[What the task asks] The output should consist solely of the line containing "Mark the dark" and the lines that follow it through the end of the data below.

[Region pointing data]
- - - - -

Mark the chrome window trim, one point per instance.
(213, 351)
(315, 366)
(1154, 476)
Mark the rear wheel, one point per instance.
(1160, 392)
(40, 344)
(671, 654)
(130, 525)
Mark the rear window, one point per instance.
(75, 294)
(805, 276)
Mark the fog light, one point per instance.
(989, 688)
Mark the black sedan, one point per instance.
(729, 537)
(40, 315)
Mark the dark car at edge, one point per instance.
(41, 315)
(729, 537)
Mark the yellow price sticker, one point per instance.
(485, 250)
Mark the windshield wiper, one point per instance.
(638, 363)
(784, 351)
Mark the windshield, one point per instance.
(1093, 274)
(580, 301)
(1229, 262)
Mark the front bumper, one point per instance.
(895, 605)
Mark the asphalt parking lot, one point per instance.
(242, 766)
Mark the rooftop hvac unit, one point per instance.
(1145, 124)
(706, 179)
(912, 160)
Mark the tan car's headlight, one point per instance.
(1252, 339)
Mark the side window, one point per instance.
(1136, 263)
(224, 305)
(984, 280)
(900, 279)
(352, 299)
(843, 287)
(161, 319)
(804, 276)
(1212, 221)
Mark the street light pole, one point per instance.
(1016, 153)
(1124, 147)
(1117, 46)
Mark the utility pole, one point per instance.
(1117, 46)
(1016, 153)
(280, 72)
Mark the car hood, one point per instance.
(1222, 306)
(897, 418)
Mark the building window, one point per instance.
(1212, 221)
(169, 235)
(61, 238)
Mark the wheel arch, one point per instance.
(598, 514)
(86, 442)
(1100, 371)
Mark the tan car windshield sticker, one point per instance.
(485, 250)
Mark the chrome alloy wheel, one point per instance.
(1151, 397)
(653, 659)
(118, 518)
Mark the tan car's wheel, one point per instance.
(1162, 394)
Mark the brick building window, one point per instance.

- - - - -

[Your solution]
Mark the dark car at edge, one point per instance.
(41, 315)
(729, 537)
Mark the yellow price sticker, one point per instance.
(485, 250)
Mark the windshield wiper, one point per instance.
(638, 363)
(784, 351)
Mark the windshield, one point per instance.
(1093, 274)
(580, 301)
(1229, 262)
Mark the front bumper, one point per instance.
(895, 605)
Mark the asphalt parking lot, one point per instance.
(242, 766)
Mark the rooftop hvac unit, one point per instance.
(1145, 124)
(706, 179)
(912, 160)
Mark the tan car's headlight, one point per instance.
(1252, 339)
Mark the side window, one point per instance.
(1136, 263)
(224, 305)
(984, 280)
(900, 279)
(352, 299)
(843, 287)
(161, 319)
(804, 276)
(1212, 221)
Mark the street light pole, one point per instance.
(1016, 153)
(1124, 147)
(1117, 46)
Mark the utility pole, one point per instance.
(1117, 46)
(1016, 153)
(280, 72)
Mark the car hood, one point per instance.
(1222, 306)
(897, 418)
Mark the building window, one point per instance.
(1212, 221)
(169, 235)
(61, 238)
Mark the wheel arch, one point per instance.
(598, 514)
(86, 442)
(1100, 371)
Mark the tan car windshield sticker, one point per instance.
(485, 250)
Mark the chrome alloy wheel, one point per instance.
(1151, 397)
(653, 659)
(118, 518)
Mark the tan car's wheel, one point per instance.
(1162, 394)
Mark the brick building window, one point per instance.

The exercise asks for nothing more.